What to produce => Please show every line of the rows below that contains the word "shot", copying each line in full.

Dataset entries =>
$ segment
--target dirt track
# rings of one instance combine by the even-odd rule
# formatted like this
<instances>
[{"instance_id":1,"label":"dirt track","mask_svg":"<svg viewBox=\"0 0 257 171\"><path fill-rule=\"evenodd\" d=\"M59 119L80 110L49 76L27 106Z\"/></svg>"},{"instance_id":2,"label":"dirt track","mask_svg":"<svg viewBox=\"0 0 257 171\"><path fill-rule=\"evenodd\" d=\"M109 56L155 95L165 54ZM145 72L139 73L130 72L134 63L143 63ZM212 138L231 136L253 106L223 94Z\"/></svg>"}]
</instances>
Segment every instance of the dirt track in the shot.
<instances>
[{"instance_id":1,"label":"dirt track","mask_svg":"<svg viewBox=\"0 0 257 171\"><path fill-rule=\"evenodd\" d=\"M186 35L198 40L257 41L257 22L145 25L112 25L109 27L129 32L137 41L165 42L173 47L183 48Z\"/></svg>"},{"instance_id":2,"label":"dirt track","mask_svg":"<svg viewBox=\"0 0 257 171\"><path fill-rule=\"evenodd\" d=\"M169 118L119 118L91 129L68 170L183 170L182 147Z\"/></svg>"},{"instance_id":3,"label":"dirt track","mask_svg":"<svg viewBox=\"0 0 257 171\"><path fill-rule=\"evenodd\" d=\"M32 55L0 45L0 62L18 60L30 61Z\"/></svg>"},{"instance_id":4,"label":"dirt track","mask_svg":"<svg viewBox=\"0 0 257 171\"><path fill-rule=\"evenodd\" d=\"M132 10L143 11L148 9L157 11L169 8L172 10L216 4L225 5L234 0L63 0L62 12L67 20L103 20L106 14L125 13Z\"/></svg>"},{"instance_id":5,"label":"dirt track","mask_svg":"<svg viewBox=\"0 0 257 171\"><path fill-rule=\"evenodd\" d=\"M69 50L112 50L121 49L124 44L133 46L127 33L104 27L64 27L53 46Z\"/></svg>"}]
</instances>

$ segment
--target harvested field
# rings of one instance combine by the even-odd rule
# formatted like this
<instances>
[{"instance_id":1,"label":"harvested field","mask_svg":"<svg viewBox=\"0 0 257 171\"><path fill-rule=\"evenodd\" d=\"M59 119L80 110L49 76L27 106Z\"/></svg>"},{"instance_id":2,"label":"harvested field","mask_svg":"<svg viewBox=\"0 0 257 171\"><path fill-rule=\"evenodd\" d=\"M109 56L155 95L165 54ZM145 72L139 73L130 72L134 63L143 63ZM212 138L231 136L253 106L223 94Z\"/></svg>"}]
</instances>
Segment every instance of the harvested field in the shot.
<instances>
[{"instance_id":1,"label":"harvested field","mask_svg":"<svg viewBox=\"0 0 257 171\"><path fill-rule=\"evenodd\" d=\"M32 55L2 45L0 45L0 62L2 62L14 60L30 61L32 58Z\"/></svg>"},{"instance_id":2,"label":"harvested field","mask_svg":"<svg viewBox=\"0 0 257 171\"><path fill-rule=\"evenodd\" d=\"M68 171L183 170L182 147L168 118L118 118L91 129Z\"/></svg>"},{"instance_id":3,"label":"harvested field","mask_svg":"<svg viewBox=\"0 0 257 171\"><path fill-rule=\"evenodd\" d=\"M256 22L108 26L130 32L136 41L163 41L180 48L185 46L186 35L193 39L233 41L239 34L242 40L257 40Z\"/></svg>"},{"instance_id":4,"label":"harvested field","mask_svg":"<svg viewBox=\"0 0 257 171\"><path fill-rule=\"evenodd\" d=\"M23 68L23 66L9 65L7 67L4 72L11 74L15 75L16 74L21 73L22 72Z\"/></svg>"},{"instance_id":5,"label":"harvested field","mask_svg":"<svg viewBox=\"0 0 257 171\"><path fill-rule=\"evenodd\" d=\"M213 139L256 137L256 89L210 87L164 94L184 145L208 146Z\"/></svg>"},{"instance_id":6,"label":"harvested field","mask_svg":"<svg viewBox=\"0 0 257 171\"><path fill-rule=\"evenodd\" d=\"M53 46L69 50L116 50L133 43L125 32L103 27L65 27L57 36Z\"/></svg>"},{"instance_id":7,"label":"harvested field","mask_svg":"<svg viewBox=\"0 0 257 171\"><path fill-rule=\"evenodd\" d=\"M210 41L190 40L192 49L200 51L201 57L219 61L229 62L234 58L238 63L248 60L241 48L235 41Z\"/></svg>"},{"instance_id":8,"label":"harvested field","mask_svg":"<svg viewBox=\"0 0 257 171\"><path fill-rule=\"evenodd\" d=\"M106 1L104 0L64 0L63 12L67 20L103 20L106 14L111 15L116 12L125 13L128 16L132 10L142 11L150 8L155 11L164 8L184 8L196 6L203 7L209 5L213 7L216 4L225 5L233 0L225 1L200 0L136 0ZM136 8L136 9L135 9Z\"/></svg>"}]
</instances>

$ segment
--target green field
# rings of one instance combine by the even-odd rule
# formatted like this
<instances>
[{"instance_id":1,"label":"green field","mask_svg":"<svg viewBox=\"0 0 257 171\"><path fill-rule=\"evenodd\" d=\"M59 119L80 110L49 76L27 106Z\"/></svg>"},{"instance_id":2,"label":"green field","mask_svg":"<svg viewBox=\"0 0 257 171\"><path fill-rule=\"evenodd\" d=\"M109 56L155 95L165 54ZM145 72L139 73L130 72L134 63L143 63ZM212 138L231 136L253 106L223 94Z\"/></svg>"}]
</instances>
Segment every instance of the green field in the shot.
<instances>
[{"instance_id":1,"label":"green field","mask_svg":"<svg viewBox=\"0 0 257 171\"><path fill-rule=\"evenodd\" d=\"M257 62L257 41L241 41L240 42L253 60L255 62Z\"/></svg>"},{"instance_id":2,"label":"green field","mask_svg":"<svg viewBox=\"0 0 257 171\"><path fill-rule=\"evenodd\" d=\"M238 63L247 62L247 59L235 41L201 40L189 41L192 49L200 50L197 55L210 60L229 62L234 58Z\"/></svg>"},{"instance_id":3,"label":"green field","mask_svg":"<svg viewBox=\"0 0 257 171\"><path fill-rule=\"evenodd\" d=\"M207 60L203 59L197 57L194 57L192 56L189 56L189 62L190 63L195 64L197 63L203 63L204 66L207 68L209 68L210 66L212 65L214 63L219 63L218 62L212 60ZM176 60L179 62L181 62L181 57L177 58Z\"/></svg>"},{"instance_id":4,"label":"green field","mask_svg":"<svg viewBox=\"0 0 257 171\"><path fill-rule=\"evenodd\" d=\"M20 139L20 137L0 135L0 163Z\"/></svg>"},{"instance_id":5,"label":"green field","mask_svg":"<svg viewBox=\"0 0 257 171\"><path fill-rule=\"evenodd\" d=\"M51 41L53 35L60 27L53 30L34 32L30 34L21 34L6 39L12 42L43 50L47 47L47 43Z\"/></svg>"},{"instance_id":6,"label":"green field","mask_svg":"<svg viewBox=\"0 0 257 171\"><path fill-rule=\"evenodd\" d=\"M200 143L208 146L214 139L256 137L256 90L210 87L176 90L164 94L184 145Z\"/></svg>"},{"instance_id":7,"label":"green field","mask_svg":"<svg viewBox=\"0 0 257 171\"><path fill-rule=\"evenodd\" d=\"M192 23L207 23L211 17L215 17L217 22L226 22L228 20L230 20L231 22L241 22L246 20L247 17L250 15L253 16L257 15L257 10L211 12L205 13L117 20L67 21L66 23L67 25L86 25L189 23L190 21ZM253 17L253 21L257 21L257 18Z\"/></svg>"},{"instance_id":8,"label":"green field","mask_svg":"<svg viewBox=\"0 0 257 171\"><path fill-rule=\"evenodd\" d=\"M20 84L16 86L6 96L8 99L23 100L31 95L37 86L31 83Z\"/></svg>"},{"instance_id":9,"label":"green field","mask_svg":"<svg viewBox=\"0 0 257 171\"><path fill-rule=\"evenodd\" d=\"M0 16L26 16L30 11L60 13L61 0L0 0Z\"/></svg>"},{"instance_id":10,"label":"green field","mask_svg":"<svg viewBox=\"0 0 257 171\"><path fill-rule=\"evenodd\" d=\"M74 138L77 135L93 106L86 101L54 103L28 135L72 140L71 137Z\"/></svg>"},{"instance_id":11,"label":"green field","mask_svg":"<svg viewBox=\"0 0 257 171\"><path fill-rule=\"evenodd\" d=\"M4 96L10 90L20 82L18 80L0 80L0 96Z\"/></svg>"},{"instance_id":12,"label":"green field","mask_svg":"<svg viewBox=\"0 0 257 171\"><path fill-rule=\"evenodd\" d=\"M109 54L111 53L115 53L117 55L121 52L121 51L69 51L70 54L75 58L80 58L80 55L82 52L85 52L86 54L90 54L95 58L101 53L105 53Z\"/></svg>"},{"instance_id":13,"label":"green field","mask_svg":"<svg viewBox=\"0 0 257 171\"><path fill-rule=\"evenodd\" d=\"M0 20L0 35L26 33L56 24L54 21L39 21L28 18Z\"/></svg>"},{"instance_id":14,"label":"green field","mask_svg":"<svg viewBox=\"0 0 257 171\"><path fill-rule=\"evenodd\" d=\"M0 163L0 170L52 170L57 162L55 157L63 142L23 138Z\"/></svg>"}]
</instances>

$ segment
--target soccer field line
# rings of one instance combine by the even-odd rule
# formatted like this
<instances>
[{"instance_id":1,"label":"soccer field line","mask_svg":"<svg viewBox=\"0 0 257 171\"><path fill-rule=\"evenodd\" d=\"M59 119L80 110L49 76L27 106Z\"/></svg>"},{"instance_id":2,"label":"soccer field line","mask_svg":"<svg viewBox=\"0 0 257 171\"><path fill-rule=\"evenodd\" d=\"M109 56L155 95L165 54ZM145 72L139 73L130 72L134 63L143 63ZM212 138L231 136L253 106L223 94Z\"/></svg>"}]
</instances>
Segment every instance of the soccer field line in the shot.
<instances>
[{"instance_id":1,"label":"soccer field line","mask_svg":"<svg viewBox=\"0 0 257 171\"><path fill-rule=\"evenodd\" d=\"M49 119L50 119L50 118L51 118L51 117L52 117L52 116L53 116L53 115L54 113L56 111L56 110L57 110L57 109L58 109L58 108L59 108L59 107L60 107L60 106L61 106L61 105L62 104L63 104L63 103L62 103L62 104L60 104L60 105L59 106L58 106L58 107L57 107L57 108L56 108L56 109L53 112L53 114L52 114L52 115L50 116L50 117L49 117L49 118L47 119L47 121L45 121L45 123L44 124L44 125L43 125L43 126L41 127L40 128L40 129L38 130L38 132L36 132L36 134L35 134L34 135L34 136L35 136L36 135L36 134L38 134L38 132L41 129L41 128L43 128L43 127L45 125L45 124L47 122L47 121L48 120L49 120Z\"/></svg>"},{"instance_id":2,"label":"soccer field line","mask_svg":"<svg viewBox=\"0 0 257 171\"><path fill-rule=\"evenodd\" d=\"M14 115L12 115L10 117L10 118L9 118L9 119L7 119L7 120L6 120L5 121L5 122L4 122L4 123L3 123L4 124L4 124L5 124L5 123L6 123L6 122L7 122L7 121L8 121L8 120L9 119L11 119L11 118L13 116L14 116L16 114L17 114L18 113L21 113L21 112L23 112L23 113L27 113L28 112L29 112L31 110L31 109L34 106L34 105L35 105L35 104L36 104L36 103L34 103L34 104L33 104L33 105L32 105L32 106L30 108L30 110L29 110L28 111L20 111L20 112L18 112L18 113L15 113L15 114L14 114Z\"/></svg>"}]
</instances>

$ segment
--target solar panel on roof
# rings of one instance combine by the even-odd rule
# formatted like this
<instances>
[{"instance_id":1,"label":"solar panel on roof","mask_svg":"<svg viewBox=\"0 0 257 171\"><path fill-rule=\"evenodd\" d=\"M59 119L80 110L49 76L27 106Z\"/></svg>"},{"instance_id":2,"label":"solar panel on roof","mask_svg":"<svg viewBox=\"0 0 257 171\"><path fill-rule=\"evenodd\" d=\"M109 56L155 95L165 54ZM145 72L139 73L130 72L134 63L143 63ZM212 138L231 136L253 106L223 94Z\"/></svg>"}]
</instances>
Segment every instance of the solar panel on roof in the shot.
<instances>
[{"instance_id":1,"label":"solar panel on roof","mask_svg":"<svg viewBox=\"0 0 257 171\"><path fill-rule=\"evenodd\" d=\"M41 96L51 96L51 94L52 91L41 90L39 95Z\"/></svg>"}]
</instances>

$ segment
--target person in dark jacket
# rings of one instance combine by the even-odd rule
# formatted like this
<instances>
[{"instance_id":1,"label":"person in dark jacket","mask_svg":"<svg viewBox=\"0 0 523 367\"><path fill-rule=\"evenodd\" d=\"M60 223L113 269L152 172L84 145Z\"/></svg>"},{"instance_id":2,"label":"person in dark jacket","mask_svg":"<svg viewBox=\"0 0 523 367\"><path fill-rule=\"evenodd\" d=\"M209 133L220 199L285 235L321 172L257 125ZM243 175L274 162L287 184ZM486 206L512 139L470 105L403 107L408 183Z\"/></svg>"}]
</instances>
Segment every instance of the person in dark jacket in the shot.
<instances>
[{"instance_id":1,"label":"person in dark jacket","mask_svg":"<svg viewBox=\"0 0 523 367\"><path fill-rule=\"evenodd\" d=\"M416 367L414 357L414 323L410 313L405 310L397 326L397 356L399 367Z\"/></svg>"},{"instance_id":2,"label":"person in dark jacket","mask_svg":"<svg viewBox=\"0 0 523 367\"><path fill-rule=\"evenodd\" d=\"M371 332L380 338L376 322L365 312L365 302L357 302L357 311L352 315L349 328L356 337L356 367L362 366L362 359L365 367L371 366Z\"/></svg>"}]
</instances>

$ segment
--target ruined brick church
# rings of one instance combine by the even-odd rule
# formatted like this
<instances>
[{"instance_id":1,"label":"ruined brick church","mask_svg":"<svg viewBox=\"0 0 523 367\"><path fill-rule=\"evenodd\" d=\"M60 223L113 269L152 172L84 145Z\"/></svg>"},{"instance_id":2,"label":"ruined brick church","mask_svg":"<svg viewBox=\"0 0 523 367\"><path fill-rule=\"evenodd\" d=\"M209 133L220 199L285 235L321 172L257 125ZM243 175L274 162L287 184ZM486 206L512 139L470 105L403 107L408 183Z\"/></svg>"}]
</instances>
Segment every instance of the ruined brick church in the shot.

Answer to the exercise =>
Segment every instance of the dirt track in the shot.
Segment every instance of the harvested field in the shot.
Segment every instance of the green field in the shot.
Segment every instance of the soccer field line in the shot.
Segment every instance of the solar panel on roof in the shot.
Segment every instance of the person in dark jacket in the shot.
Segment every instance of the ruined brick church in the shot.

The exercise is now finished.